**Что нужно сделать:** Верните без изменений фрагмент воспоминаний о походе сотни весной 1944 года: между словами «На Галичине стали» и «Ступайте к командиру!», включая оба.

**Отрывок со страницы:**
****************

В марте 1944 года сотня пошла с Тернопольщины через Львовщину на Холмщину. Большевицкий фронт в апреле стал под Бродами, а мы пошли от фронта на запад. Удачно перешли железную дорогу Киев-Львов, это было не так просто сделать, потому что немцы с обеих сторон пути на сто метров вырезали все до кустика — голо было. И все время ездила дрезина, обстреливала лес — для испуга, чтобы не подложили мину. Поэтому нам надо было ползти, чтобы не заметил никто.
На Галичине стали мы на постой в каком-то селе около Бродов. Перед этим очень долго в лесу стояли, не могли никак пройти. А я, когда квартировал, то всегда вечером выходил, изучал местность: «Так, здесь мы стоим, там дорога в лес, тут село». Никогда не было так, чтобы я не знал, где я нахожусь. Нас было двое в хате — я и «Пава». Он был старше меня, служил в немецкой полиции, потом убежал к нам. Сняли мы сапоги, легли спать, оружие поставили. Не раздевались, только разулись. А эта хата была чуть дальше от дороги, с краю села, на пригорке. Хозяйка забрала ребенка, ушла ночевать к соседям, потому что боялась. Утром, на рассвете, слышим — стучат, открывают двери. Заходит большевик в плащ-палатке, с автоматом! Откуда он взялся? Спрашивает у нас:
— Кто такие?
Я говорю:
— Партизаны.
— Какого отряда?
— Калашникова.
— Ступайте к командиру!
— Есть!
Было бы в руках оружие, я бы их босой погнал, убил бы его. Но когда я сказал «партизаны», то он открыл дверь, кричит: «Братва!» А на улице стрельба! Это какая-то советская часть прорвалась в немецкий тыл — глубоко зашли, потому что фронт еще был далеко. А в селе стояли с одной стороны мы, с другой немцы, и они бой завязали с этими немцами. А наши услышали, что идет бой, и отошли. Я слышу, что он пошел к своим: «Братва! Братва!» Мы — раз! — обулись, ремень на себя, оружие в руки, и по тропинке в лес. Я вечером посмотрел, где лес — знал, куда идти. Сзади слышим: «Ёб твою мать! Убежали!» Дальше идем, видим — бежит немец за нами, без шинели. «Пава» говорит: «Я его сейчас застрелю». Я говорю: «На хрен он тебе нужен? Он тоже убегает». Спрашиваю у немца: «Откуда ты взялся?» Он говорит: «Рус загте „Стой!“ А я драп-драп!» Потом отламывает ветку, сбрасывает штаны и дерьмо с кальсон счищает! «Пава» говорит: «Я его убью!» Я ему: «Не надо, дурной ты!» Идем дальше, слышим — впереди нас по-немецки говорят. Немцы! Мы того немца посылаем вперед. Он с ними поговорил, из леса выходят немцы — в маскхалатах, с пулеметами MG. И тот немец к ним присоединился, а мы пошли к своим. Приходим к нашим:
— Почему же не сообщили нам, что отступаете?

****************

**Собранный материал:**
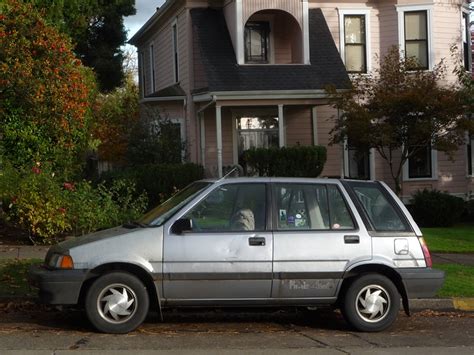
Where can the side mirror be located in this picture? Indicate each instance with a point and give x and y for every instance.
(182, 225)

****************

**Ответ на задание:**
На Галичине стали мы на постой в каком-то селе около Бродов. Перед этим очень долго в лесу стояли, не могли никак пройти. А я, когда квартировал, то всегда вечером выходил, изучал местность: «Так, здесь мы стоим, там дорога в лес, тут село». Никогда не было так, чтобы я не знал, где я нахожусь. Нас было двое в хате — я и «Пава». Он был старше меня, служил в немецкой полиции, потом убежал к нам. Сняли мы сапоги, легли спать, оружие поставили. Не раздевались, только разулись. А эта хата была чуть дальше от дороги, с краю села, на пригорке. Хозяйка забрала ребенка, ушла ночевать к соседям, потому что боялась. Утром, на рассвете, слышим — стучат, открывают двери. Заходит большевик в плащ-палатке, с автоматом! Откуда он взялся? Спрашивает у нас:
— Кто такие?
Я говорю:
— Партизаны.
— Какого отряда?
— Калашникова.
— Ступайте к командиру!